[Records of labeled points]
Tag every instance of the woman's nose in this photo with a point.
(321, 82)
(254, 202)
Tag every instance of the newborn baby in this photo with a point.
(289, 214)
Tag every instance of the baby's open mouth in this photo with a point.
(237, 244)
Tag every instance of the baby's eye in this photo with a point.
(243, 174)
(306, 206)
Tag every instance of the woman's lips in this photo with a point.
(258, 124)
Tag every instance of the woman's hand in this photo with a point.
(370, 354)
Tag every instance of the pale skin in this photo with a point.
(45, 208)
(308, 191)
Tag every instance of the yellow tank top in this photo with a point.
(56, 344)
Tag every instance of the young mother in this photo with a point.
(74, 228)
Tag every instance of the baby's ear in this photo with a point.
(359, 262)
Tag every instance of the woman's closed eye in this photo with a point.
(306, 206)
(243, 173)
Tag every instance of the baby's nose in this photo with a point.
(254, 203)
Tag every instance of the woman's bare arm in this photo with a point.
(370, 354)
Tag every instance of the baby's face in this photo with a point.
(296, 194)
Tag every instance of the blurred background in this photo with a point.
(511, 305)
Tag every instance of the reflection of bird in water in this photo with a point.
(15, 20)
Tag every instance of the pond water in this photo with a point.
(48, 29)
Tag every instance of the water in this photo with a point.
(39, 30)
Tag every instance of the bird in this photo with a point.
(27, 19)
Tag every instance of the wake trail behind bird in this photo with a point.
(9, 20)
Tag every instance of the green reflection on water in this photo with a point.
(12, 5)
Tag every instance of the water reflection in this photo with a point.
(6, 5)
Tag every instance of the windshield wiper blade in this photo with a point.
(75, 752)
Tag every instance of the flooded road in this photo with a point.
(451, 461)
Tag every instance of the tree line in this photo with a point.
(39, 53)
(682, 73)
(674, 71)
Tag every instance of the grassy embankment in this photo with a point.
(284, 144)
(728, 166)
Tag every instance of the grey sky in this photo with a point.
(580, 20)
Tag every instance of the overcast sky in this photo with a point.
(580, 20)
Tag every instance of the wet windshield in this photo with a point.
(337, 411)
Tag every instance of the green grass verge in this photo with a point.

**EXERCISE DETAILS**
Retype exactly, please, each line from the line that contains "Tag every instance of the pond" through the last line of the entries above, with nothing added.

**EXERCISE RESPONSE**
Tag every instance of the pond water in this photo with a point.
(48, 29)
Tag every instance of the water in this photo with a point.
(39, 30)
Tag every instance of the bird in this photo with a point.
(27, 19)
Tag every instance of the wake trail behind bird in this photo with a point.
(9, 20)
Tag every instance of the green reflection on water in this photo with a point.
(12, 5)
Tag every instance of the water reflection in this photo with a point.
(6, 5)
Tag every instance of the windshield wiper blade in this photo with a point.
(75, 752)
Tag every instance of the flooded road in this photo with a point.
(451, 461)
Tag every instance of the tree line in this photo with a point.
(39, 53)
(682, 73)
(674, 71)
Tag every instance of the grassy embankment in this photo with a point.
(284, 144)
(728, 166)
Tag every instance of the grey sky in this photo with a point.
(580, 20)
Tag every instance of the overcast sky in this photo with a point.
(580, 20)
Tag every instance of the wet windshield in this photo with a point.
(337, 411)
Tag every instance of the green grass verge in this photo with a point.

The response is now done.